* [Exercise aim]
Format the lines of the records as a numbered list, starting at the line that contains "of the shallow" and ending at the last line of the records, with both ends included. Leave out any blank lines.

(Coordinate labeling data)
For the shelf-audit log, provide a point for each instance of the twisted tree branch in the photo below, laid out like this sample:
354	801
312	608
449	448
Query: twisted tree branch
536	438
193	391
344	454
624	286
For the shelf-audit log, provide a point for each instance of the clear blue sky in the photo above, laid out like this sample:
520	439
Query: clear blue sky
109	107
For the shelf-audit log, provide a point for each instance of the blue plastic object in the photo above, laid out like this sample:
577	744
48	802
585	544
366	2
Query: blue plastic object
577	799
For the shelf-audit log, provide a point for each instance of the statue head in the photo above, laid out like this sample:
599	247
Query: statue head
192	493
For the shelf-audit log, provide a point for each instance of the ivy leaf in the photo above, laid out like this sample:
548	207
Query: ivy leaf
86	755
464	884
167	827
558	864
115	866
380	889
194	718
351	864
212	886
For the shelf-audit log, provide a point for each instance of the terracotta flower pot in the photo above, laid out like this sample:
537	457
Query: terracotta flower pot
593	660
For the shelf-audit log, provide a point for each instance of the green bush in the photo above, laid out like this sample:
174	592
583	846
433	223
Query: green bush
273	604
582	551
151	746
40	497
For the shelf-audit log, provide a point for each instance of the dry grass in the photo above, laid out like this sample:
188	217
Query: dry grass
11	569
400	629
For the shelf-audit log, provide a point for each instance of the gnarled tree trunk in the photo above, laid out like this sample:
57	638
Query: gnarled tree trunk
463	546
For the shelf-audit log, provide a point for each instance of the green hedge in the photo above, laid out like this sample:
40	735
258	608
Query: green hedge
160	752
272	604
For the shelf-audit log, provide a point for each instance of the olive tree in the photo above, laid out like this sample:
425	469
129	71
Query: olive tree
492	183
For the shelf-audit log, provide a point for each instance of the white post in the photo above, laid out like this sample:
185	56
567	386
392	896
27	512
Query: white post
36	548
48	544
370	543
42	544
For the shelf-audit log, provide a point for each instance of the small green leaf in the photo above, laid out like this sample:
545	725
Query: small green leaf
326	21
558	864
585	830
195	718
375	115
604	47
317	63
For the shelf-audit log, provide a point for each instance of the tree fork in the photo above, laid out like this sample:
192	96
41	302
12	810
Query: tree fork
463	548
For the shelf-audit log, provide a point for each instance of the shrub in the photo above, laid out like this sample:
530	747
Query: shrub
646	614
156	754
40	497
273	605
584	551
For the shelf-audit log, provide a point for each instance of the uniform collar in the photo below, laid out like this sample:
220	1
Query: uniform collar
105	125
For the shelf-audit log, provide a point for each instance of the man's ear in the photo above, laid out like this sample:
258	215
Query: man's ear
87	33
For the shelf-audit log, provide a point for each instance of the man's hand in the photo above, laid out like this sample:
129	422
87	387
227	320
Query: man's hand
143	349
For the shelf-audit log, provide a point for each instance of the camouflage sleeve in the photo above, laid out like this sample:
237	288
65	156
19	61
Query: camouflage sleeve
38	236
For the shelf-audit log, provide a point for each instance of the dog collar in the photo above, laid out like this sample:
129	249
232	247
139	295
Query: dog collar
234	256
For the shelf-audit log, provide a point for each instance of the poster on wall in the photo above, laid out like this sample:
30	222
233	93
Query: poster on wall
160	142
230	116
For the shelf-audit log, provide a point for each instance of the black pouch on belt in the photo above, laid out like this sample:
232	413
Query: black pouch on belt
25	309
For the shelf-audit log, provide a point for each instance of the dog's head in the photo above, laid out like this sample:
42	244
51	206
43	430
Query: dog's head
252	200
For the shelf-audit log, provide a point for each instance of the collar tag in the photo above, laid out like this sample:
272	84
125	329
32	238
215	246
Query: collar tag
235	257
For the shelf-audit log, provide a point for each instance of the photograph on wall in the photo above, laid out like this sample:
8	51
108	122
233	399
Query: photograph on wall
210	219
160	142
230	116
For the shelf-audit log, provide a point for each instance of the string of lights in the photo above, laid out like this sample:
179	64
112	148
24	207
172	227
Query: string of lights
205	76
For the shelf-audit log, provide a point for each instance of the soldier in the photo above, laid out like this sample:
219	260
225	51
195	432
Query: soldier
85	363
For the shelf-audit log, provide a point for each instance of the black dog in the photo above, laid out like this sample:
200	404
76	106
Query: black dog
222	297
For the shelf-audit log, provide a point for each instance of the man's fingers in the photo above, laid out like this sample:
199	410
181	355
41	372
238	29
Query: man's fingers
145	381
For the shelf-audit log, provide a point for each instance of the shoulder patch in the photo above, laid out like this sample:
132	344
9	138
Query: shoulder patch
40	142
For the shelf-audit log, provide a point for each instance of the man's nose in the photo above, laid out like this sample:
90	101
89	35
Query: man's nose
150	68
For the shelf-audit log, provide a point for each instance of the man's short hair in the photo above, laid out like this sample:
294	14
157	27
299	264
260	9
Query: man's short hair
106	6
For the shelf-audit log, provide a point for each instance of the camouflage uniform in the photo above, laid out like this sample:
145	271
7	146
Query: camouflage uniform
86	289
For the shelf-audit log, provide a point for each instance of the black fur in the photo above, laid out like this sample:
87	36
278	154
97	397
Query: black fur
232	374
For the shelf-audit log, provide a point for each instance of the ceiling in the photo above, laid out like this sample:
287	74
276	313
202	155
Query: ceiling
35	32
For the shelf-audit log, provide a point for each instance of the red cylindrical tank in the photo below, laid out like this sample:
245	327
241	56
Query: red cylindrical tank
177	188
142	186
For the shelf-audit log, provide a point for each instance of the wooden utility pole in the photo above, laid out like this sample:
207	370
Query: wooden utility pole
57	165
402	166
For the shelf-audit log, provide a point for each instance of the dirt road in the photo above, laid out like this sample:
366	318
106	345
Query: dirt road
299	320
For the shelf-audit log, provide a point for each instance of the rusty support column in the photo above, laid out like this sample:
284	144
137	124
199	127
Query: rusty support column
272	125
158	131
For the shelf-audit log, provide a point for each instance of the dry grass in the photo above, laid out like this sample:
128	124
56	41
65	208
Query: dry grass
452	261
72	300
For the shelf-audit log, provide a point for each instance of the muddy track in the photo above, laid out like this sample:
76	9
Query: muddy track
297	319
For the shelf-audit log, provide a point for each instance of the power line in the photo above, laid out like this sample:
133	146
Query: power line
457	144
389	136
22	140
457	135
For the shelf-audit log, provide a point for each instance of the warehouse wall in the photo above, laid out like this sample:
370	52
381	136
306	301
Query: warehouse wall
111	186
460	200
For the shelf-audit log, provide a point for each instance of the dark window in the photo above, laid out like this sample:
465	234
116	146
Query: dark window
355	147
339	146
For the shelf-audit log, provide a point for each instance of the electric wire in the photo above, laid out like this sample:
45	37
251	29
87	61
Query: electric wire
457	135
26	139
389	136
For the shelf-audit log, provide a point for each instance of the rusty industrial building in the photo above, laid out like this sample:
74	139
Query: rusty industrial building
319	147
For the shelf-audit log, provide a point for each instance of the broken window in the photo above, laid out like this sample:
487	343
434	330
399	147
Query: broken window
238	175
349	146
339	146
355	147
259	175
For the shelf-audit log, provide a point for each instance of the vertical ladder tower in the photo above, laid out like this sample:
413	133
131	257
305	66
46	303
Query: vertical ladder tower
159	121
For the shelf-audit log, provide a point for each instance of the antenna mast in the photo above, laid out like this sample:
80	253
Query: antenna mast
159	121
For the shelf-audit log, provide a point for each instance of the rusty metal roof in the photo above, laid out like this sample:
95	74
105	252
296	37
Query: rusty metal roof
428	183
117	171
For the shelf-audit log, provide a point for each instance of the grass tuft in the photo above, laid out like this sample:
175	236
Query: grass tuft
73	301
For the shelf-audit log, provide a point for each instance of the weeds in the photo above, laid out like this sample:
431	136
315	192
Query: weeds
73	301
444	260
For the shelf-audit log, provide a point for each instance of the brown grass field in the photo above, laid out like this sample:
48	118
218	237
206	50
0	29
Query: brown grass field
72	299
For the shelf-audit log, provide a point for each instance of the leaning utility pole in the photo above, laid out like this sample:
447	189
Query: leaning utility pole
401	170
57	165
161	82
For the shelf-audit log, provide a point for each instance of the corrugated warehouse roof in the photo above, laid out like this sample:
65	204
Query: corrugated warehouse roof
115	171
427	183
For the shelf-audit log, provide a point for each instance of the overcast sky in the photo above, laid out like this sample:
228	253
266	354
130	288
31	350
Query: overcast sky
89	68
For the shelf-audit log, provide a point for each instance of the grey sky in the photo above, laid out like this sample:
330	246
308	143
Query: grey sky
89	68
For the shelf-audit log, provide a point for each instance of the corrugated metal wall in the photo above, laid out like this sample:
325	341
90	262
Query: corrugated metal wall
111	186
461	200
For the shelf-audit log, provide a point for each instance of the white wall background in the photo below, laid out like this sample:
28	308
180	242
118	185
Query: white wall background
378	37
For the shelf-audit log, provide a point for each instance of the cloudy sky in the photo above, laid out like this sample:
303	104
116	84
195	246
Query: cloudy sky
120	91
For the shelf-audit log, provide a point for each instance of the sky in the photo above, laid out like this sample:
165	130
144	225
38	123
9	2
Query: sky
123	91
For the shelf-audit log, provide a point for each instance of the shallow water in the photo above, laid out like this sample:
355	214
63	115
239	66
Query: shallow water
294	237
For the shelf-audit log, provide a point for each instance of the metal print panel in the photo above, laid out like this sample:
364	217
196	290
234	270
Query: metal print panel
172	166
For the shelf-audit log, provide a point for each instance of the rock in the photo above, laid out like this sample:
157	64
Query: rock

* [Exercise response]
1. For the shelf-audit log, provide a point for each instance of the shallow water in the photo above, laid out like this sample:
2. 355	214
3. 63	115
4. 239	66
5. Query: shallow water
6. 294	237
7. For the shelf-audit log, provide a point for each instance of the metal print panel in the photo above, laid out like this sample:
8. 364	217
9. 196	290
10. 234	270
11. Query: metal print panel
12. 172	166
13. For the shelf-audit log, provide a point for each instance of the rock in the photo above, laid out like this sample:
14. 157	64
15. Query: rock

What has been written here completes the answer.